TASK PROMPT: In the listing below, find the line containing "Practice. Locate the water". Write out that line and every line after it to the end, exactly and only those.

==========

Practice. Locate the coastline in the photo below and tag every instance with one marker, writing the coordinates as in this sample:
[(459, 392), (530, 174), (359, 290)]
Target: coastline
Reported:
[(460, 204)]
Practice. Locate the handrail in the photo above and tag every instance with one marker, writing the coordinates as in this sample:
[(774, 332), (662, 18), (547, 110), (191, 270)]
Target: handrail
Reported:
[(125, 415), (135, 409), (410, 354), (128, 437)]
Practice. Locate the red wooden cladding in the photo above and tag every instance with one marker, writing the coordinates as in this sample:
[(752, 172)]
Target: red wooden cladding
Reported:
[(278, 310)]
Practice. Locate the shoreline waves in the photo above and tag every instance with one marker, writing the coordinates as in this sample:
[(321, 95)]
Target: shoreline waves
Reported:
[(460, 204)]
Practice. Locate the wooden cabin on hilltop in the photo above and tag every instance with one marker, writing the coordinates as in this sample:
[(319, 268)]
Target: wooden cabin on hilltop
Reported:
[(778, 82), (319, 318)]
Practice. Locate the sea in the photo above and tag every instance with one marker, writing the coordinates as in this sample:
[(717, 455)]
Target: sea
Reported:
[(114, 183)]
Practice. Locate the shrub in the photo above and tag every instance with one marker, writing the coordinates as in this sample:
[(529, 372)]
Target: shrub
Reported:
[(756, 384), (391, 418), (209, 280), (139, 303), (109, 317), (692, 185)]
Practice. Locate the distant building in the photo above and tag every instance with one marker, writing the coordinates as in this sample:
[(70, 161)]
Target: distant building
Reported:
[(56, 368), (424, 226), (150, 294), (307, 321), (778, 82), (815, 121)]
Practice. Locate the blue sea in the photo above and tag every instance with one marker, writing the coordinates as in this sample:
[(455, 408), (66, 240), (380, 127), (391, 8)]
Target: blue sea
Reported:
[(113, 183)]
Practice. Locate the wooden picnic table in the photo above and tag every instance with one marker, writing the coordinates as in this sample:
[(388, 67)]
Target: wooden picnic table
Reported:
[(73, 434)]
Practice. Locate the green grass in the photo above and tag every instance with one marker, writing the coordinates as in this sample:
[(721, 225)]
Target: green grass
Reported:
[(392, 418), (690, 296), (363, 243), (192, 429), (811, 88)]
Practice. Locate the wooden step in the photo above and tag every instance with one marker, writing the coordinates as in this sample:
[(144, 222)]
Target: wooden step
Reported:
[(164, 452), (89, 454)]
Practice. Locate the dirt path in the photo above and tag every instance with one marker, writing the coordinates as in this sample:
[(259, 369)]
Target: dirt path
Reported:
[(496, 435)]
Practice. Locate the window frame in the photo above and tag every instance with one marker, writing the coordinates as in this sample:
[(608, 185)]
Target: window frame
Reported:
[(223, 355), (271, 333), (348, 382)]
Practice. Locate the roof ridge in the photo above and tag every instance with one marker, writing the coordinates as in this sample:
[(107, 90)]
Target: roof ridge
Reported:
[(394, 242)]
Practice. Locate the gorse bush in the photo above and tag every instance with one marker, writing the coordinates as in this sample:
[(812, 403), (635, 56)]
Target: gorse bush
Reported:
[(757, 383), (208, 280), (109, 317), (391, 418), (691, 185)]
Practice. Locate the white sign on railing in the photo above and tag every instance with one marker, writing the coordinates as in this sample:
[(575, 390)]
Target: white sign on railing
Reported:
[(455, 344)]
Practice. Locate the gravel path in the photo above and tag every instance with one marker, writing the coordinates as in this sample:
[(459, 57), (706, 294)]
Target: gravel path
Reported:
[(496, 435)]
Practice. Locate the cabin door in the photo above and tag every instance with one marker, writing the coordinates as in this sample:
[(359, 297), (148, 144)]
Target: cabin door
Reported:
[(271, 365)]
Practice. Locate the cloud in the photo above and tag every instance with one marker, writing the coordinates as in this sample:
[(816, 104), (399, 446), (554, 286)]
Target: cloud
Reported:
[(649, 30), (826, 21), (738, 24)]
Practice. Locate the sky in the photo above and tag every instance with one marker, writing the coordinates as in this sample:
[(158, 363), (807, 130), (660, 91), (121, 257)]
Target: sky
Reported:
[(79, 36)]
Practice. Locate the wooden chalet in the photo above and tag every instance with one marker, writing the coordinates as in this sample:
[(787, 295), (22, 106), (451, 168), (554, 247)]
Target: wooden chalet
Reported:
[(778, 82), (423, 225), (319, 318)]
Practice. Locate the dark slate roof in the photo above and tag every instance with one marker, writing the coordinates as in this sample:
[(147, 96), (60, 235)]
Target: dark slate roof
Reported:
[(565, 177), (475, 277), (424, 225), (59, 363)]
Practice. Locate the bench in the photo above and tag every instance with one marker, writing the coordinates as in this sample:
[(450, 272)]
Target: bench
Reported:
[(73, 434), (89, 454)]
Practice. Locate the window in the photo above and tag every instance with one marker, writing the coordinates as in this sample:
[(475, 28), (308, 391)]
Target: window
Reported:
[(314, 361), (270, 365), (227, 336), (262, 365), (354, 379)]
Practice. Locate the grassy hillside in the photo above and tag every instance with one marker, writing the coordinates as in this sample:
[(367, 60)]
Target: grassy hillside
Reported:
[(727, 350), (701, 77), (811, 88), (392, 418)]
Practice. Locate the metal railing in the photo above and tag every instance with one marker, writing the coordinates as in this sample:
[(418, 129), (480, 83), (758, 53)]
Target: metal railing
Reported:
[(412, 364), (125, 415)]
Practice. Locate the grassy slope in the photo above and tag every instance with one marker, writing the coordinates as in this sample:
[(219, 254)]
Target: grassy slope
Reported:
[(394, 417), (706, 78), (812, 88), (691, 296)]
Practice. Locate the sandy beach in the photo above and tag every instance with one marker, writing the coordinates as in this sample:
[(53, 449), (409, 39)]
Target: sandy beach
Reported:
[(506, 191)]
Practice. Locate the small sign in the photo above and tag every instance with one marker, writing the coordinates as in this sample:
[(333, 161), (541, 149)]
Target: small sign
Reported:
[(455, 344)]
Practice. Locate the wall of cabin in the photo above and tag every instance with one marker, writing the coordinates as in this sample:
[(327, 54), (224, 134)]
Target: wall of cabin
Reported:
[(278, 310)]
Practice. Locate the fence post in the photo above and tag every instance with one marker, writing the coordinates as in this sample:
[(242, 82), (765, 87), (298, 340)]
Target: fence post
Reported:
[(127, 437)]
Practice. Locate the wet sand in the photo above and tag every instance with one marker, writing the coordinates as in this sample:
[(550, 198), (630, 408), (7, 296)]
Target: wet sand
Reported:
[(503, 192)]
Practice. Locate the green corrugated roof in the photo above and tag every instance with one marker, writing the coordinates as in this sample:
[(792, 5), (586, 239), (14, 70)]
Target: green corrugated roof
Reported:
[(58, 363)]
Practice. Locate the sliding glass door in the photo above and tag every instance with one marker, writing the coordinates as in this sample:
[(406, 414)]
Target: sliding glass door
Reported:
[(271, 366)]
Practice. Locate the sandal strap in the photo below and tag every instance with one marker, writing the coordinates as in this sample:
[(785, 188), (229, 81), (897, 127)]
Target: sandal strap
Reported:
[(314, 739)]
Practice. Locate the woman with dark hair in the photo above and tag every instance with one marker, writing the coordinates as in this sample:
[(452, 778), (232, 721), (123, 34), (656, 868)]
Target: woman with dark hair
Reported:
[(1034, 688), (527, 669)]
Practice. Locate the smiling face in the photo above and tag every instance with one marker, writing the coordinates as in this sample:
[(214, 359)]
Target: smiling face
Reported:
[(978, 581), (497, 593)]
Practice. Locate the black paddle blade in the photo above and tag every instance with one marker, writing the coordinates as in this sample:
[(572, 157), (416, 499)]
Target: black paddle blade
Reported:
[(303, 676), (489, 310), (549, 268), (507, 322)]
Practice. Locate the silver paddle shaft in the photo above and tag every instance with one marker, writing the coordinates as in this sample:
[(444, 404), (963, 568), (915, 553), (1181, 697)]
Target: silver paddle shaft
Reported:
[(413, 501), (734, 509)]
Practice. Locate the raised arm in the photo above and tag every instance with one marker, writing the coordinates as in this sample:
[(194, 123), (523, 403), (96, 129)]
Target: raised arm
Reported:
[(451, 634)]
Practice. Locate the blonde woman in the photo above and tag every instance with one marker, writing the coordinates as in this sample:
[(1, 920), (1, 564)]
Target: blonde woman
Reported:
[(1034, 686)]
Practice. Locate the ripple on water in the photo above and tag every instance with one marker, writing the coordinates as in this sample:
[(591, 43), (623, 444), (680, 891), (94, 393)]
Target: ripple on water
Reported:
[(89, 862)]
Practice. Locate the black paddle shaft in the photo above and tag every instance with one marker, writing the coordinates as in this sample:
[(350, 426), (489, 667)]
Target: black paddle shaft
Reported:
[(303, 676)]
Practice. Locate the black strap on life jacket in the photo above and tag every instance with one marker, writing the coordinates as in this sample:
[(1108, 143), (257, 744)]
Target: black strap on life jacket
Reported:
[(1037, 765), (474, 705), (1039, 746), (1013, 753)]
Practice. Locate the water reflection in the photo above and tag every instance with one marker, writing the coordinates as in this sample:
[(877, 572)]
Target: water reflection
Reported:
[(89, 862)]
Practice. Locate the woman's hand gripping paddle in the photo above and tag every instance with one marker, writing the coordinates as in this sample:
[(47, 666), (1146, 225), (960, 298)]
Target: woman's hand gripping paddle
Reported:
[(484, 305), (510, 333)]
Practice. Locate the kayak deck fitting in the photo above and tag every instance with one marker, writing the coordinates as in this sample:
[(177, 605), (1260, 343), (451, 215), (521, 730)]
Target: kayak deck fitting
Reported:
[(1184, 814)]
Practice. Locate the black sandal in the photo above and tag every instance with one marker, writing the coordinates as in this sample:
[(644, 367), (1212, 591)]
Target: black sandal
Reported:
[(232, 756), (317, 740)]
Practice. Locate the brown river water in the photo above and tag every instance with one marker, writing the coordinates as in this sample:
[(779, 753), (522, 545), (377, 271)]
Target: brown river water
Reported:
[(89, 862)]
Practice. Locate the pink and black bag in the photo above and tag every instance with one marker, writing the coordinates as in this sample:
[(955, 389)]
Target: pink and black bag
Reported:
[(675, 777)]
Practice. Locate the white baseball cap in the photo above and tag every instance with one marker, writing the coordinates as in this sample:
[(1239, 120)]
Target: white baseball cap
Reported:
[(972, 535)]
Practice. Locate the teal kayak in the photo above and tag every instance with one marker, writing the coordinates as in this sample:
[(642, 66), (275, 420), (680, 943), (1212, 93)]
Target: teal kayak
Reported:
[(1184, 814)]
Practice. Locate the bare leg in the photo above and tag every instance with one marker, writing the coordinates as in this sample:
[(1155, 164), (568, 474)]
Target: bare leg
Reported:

==========

FINISHED TASK:
Practice. Locate the water reflection in the photo above and tag every instance with one marker, writing the coordinates as in this sample:
[(877, 572)]
Target: water reflection
Reported:
[(89, 862)]
Practice. Locate the woman's hand gripping paddle in the photo above and tag every instance with one marker, writing the coordinates as in this sample:
[(47, 666), (1146, 225), (960, 298)]
Target: woman's hand gripping paddle
Reported:
[(484, 305), (510, 333)]
Practice. Locate the kayak deck fitting in the photo above and tag every instance with one marker, writing the coordinates as in this sample:
[(177, 605), (1260, 343), (451, 215), (521, 730)]
Target: kayak deck fitting
Reported:
[(1184, 814)]
Practice. Locate the black sandal in the photo above and tag every instance with one marker, writing the coordinates as in this sample:
[(644, 367), (1212, 591)]
Target: black sandal
Reported:
[(232, 756), (317, 740)]
Practice. Locate the brown river water in the photo above and tag every instance with one marker, writing the coordinates as in this sample:
[(779, 753), (522, 545), (377, 271)]
Target: brown river water
Reported:
[(89, 862)]
Practice. Locate the pink and black bag in the photo above and tag every instance with one marker, writing the coordinates as in this sample:
[(955, 389)]
Target: pink and black bag
Reported:
[(675, 777)]
Practice. Locate the white baseball cap in the photo above and tag every instance with one marker, writing the coordinates as in this sample:
[(1239, 120)]
Target: white baseball cap
Reported:
[(972, 535)]
Practice. Locate the teal kayak in the photo above and tag every instance with one marker, writing the coordinates as in this sample:
[(642, 66), (275, 420), (680, 943), (1212, 93)]
Target: teal kayak
Reported:
[(1184, 814)]
Practice. Locate the bare leg in the photo above and tag every instance with one marker, writing the coordinates as in this sample:
[(1155, 164), (568, 474)]
Target: bare leg
Reported:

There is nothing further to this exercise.